Please pick out every line in the rows below that contains the word "tree", and copy each such line in full. Case counts.

## START

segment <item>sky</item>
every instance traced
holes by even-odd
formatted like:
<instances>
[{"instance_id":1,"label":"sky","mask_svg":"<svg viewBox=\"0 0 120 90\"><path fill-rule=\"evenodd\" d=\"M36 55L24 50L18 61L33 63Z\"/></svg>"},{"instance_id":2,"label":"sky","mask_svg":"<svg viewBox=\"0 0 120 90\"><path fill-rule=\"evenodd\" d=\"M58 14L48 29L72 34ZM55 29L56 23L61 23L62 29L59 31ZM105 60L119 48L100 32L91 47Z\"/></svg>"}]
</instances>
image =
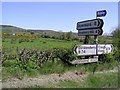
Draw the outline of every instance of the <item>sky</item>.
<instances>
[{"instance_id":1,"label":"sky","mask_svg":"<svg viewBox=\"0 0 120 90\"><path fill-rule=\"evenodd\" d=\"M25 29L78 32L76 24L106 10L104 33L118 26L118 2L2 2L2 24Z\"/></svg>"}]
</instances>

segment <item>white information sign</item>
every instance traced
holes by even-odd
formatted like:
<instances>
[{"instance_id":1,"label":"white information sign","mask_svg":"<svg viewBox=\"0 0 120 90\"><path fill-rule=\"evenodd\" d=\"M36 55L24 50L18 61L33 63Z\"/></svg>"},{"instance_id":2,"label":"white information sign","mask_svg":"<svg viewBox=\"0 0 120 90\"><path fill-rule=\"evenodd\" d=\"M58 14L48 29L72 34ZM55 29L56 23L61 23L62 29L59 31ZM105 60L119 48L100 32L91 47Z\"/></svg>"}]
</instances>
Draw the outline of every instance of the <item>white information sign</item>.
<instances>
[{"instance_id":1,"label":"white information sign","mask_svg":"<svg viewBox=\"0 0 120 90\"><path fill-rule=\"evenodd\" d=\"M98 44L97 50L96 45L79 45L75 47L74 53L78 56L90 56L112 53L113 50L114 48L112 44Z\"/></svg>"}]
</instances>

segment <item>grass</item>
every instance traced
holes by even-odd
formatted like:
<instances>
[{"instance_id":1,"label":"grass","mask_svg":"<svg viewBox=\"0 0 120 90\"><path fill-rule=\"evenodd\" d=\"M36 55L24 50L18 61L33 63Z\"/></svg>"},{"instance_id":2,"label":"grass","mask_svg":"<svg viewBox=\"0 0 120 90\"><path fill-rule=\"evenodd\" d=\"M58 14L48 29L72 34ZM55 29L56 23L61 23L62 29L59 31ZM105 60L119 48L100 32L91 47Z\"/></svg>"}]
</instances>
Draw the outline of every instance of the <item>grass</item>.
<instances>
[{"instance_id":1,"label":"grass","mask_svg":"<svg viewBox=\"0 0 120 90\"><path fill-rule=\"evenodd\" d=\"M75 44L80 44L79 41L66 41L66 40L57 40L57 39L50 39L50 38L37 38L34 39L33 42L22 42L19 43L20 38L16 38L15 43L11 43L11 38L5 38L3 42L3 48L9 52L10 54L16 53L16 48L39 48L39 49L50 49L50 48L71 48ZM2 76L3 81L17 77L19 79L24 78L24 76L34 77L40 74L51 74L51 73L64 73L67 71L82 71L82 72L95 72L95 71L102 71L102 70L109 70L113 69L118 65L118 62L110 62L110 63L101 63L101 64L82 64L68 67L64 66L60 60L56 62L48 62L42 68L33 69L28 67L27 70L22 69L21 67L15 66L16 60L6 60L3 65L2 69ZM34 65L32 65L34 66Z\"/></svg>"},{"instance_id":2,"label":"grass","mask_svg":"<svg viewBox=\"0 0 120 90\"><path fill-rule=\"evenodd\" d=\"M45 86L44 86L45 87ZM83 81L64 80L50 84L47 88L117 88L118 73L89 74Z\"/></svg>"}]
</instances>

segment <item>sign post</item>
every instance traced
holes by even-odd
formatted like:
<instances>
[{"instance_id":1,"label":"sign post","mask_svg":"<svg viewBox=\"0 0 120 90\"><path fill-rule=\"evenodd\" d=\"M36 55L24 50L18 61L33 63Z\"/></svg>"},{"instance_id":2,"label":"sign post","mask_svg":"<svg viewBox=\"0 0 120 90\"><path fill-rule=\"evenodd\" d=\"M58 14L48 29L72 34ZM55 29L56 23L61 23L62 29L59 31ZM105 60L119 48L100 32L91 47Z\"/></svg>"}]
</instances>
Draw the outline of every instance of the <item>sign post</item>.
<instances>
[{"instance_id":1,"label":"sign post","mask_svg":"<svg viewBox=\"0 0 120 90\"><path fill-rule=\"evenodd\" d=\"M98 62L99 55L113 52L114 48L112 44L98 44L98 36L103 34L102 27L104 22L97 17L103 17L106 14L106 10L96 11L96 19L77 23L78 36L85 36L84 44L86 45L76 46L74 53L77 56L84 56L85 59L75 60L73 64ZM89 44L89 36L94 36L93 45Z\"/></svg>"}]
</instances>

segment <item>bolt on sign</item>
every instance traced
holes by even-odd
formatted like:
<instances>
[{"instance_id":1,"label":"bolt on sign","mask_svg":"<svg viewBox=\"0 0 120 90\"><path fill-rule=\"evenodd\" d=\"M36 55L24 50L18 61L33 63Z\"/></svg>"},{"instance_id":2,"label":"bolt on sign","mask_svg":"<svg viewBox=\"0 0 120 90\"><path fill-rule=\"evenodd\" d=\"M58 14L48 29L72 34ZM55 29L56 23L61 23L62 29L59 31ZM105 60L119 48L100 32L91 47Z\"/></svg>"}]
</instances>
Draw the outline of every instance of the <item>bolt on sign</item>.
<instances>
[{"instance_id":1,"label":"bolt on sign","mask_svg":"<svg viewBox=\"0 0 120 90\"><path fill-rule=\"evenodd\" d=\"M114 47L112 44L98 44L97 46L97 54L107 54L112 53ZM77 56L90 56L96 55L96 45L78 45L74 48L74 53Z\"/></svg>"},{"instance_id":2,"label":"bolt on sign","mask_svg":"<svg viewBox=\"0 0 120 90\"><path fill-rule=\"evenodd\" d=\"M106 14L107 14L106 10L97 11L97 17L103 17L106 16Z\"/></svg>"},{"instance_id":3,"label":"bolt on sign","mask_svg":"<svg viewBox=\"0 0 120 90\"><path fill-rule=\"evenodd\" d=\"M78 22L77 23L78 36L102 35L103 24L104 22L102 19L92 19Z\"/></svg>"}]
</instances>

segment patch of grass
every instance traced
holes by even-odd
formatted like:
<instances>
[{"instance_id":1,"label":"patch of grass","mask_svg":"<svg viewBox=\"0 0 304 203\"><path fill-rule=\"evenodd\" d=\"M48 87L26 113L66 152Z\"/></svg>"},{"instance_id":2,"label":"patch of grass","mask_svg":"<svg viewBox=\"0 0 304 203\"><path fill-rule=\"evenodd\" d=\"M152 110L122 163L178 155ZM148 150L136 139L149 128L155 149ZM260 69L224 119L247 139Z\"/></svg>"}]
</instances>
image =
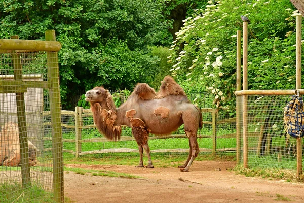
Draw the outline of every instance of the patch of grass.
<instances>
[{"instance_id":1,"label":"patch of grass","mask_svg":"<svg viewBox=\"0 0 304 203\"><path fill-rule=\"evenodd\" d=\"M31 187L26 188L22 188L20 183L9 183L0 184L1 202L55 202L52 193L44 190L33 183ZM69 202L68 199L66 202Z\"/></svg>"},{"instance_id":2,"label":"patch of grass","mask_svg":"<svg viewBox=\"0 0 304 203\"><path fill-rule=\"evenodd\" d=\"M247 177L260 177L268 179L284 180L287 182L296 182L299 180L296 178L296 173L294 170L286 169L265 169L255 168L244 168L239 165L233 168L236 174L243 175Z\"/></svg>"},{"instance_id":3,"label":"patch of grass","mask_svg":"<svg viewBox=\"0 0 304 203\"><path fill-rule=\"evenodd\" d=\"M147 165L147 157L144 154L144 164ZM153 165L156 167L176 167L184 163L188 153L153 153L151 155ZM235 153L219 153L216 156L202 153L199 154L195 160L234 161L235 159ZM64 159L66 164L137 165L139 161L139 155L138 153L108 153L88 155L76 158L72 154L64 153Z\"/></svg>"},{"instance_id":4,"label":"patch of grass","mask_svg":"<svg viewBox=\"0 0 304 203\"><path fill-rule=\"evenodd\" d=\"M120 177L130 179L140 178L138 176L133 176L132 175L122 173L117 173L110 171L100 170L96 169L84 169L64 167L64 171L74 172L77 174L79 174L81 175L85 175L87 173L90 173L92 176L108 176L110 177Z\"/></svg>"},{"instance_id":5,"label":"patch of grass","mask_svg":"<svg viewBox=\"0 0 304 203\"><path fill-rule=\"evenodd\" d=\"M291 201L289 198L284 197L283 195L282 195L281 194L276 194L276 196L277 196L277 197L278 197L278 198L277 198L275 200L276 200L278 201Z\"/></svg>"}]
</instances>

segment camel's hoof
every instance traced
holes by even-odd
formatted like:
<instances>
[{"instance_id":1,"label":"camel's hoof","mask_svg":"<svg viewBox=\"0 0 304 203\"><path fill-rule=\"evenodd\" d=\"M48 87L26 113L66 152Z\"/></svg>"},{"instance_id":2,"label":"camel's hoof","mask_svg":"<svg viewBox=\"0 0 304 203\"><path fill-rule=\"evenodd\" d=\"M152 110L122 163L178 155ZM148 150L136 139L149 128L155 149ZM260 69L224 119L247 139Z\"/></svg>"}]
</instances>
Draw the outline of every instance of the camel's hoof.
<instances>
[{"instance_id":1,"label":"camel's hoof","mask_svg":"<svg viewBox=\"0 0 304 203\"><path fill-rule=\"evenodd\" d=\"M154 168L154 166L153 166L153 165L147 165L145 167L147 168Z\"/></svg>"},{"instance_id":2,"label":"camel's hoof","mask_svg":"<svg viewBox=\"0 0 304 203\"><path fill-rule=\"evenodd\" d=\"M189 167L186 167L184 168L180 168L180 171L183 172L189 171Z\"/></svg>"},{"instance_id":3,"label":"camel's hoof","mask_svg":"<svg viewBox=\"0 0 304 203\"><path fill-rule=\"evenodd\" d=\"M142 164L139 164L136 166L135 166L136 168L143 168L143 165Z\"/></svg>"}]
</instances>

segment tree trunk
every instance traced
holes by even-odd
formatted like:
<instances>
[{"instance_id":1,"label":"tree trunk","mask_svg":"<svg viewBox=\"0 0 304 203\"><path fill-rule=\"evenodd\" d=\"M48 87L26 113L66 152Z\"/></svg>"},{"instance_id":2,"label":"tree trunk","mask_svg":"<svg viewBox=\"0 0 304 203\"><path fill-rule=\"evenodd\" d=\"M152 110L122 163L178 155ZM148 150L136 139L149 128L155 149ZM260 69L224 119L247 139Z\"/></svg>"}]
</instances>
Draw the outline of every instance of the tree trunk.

## END

_Solution below:_
segment tree trunk
[{"instance_id":1,"label":"tree trunk","mask_svg":"<svg viewBox=\"0 0 304 203\"><path fill-rule=\"evenodd\" d=\"M48 87L26 113L66 152Z\"/></svg>"},{"instance_id":2,"label":"tree trunk","mask_svg":"<svg viewBox=\"0 0 304 203\"><path fill-rule=\"evenodd\" d=\"M152 110L122 163L178 155ZM148 150L136 139L149 128L155 149ZM260 69L224 119L247 139Z\"/></svg>"}]
Draw the outline of every instance of the tree trunk.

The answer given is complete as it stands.